>>>

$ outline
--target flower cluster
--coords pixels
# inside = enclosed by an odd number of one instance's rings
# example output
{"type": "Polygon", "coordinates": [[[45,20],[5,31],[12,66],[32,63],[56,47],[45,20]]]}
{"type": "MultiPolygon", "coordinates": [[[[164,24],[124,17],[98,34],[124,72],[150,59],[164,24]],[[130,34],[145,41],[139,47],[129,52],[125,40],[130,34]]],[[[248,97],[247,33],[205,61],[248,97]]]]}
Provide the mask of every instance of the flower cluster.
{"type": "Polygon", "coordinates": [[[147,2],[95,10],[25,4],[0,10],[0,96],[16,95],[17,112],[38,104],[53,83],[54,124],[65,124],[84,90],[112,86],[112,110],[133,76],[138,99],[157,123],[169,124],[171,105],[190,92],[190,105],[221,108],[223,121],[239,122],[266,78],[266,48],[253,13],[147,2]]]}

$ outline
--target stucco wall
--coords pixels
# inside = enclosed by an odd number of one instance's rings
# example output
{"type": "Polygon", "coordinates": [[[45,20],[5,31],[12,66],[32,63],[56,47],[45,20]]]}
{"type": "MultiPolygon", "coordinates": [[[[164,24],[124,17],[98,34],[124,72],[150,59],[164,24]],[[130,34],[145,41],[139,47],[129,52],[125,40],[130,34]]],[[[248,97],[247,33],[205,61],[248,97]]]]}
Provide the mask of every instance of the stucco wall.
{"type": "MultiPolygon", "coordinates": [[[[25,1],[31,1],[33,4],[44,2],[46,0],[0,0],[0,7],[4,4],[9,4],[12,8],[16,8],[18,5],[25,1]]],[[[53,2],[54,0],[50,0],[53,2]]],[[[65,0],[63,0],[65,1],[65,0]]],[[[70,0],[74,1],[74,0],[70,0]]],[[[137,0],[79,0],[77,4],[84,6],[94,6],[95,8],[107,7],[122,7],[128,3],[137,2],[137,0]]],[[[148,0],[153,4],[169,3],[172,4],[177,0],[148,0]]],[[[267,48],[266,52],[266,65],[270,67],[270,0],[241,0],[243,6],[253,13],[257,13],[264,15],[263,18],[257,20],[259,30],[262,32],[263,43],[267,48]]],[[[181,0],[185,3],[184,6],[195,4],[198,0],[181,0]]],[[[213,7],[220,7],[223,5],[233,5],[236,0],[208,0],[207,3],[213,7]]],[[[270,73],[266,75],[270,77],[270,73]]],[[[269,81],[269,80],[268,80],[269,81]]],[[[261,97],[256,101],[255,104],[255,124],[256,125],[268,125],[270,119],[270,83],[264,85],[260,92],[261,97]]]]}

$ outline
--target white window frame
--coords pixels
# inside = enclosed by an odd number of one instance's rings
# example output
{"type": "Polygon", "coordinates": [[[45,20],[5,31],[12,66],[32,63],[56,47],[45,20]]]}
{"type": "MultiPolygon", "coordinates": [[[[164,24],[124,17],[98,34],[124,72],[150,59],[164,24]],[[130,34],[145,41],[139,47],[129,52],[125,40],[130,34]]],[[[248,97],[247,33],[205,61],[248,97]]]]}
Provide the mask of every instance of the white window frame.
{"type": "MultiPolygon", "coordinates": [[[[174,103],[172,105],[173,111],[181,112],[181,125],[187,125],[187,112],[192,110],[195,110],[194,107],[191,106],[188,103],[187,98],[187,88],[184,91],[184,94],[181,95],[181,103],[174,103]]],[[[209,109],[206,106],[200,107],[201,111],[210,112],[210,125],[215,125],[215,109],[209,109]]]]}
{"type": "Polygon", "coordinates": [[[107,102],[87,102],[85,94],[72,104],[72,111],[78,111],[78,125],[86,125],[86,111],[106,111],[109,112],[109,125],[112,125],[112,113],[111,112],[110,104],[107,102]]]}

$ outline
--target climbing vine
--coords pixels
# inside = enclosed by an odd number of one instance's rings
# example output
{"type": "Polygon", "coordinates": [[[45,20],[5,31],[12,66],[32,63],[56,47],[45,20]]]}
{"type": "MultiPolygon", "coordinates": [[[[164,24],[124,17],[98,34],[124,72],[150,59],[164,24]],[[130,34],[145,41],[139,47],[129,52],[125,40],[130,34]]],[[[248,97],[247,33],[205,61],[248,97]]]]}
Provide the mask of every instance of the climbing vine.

<<<

Nothing should be changed: write out all of the data as is.

Problem solution >>
$ outline
--target flower cluster
--coords pixels
# inside = enclosed by an odd number of one instance's rings
# example output
{"type": "Polygon", "coordinates": [[[45,20],[5,31],[12,66],[32,63],[56,47],[45,20]]]}
{"type": "MultiPolygon", "coordinates": [[[[164,24],[124,17],[98,34],[124,72],[150,59],[164,24]],[[130,34],[145,41],[139,47],[129,52],[125,40],[130,34]]],[[[248,97],[247,33],[205,61],[248,97]]]]}
Provide the mask of every instance of the flower cluster.
{"type": "Polygon", "coordinates": [[[147,2],[95,10],[25,4],[0,10],[0,96],[16,95],[17,112],[38,104],[53,83],[54,124],[65,124],[84,90],[112,86],[112,110],[133,76],[138,99],[157,123],[169,124],[171,105],[190,92],[190,105],[221,108],[223,121],[239,122],[266,78],[266,48],[253,13],[147,2]]]}

$ outline
--target stucco wall
--coords pixels
# inside = enclosed by an odd number of one instance's rings
# example output
{"type": "Polygon", "coordinates": [[[45,20],[5,31],[12,66],[32,63],[56,47],[45,20]]]}
{"type": "MultiPolygon", "coordinates": [[[[164,24],[124,17],[98,34],[124,72],[150,59],[164,24]],[[130,34],[145,41],[139,47],[129,52],[125,40],[130,34]]],[[[248,97],[247,33],[205,61],[248,97]]]]}
Provide the mask of every instance of the stucco wall.
{"type": "MultiPolygon", "coordinates": [[[[25,1],[31,1],[33,4],[44,2],[46,0],[0,0],[0,7],[4,4],[9,4],[12,8],[16,8],[18,5],[25,1]]],[[[53,2],[54,0],[50,0],[53,2]]],[[[65,0],[63,0],[65,1],[65,0]]],[[[70,0],[74,1],[74,0],[70,0]]],[[[137,0],[79,0],[77,4],[84,6],[94,6],[95,8],[107,7],[122,7],[128,3],[137,2],[137,0]]],[[[148,0],[153,4],[169,3],[172,4],[177,0],[148,0]]],[[[267,48],[266,52],[266,65],[270,67],[270,0],[241,0],[243,6],[253,13],[257,13],[264,15],[263,18],[257,20],[259,30],[262,32],[263,43],[267,48]]],[[[181,0],[185,3],[184,6],[195,4],[198,0],[181,0]]],[[[213,7],[220,7],[223,5],[233,5],[236,0],[208,0],[207,3],[213,7]]],[[[270,73],[266,75],[270,77],[270,73]]],[[[269,81],[269,80],[268,80],[269,81]]],[[[261,97],[256,101],[255,104],[255,124],[256,125],[268,125],[270,119],[270,83],[264,85],[260,92],[261,97]]]]}

$ outline
--target white window frame
--coords pixels
# inside = enclosed by an odd number of one instance's rings
# example output
{"type": "Polygon", "coordinates": [[[45,20],[5,31],[12,66],[32,63],[56,47],[45,20]]]}
{"type": "MultiPolygon", "coordinates": [[[[164,24],[124,17],[98,34],[124,72],[150,59],[164,24]],[[130,34],[145,41],[139,47],[129,52],[125,40],[130,34]]],[[[248,97],[247,33],[205,61],[248,97]]]]}
Provide the mask of every instance of the white window frame.
{"type": "MultiPolygon", "coordinates": [[[[174,103],[172,105],[173,111],[181,112],[181,125],[187,125],[187,112],[192,110],[195,110],[194,107],[191,106],[188,103],[187,98],[187,88],[184,91],[184,94],[181,95],[181,103],[174,103]]],[[[209,109],[206,106],[200,107],[201,111],[210,112],[210,125],[215,125],[215,109],[209,109]]]]}
{"type": "Polygon", "coordinates": [[[107,102],[87,102],[85,94],[72,104],[72,111],[78,111],[78,125],[86,125],[86,111],[106,111],[109,112],[109,125],[112,125],[112,113],[111,112],[110,104],[107,102]]]}

$ outline
--target climbing vine
--coords pixels
# inside = enclosed by an odd number of one instance's rings
# example output
{"type": "Polygon", "coordinates": [[[45,20],[5,31],[12,66],[32,63],[56,47],[45,20]]]}
{"type": "MultiPolygon", "coordinates": [[[[164,24],[124,17],[98,34],[124,72],[150,59],[164,24]],[[130,34],[145,41],[139,47],[129,52],[125,40],[130,34]]],[[[248,97],[247,33],[205,61],[248,97]]]]}
Provide the mask of every instance of the climbing vine.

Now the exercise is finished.